● **PROBLEMS TO SOLVE**
1 - Summarize the sleep hygiene tips in two sentences.
2 - Reproduce the sleep hygiene tips word for word, between "- Keep a regular" and "temperature, noise, etc.)", inclusive.

● **GIVEN PASSAGE**
My quickie research has found the following useful tips:
Sleep hygiene is one of the components of behavioral therapy for insomnia. Several simple steps can be taken to improve a patient’s sleep quality and quantity. These steps include:
- Sleep as much as you need to feel rested; do not oversleep.
- Exercise regularly at least 20 minutes daily, ideally 4-5 hours before your bedtime.
- Avoid forcing yourself to sleep.
- Keep a regular sleep and awakening schedule.
- Do not drink caffeinated beverages later than the afternoon (tea, coffee, soft drinks etc.) Avoid “night caps,” (alcoholic drinks prior to going to bed).
- Do not smoke, especially in the evening.
- Do not go to bed hungry.
- Adjust the environment in the room (lights, temperature, noise, etc.)
- Do not go to bed with your worries; try to resolve them before going to bed.

● **DATASET EXCERPT**
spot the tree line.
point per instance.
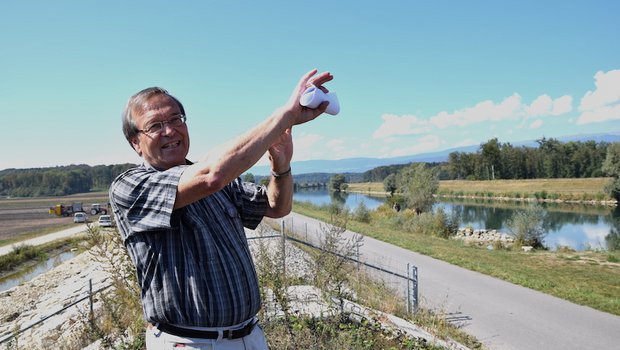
(58, 181)
(551, 159)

● **ANSWERS TO THIS EXERCISE**
1 - Sleep hygiene is a component of behavioral therapy for insomnia, and several simple steps can improve a patient's sleep quality and quantity. These steps include sleeping as much as needed to feel rested without oversleeping, exercising regularly, keeping a regular sleep schedule, avoiding late caffeine, alcohol before bed and smoking, adjusting the room environment, not going to bed hungry or worried, and not forcing sleep.

2 -
- Keep a regular sleep and awakening schedule.
- Do not drink caffeinated beverages later than the afternoon (tea, coffee, soft drinks etc.) Avoid “night caps,” (alcoholic drinks prior to going to bed).
- Do not smoke, especially in the evening.
- Do not go to bed hungry.
- Adjust the environment in the room (lights, temperature, noise, etc.)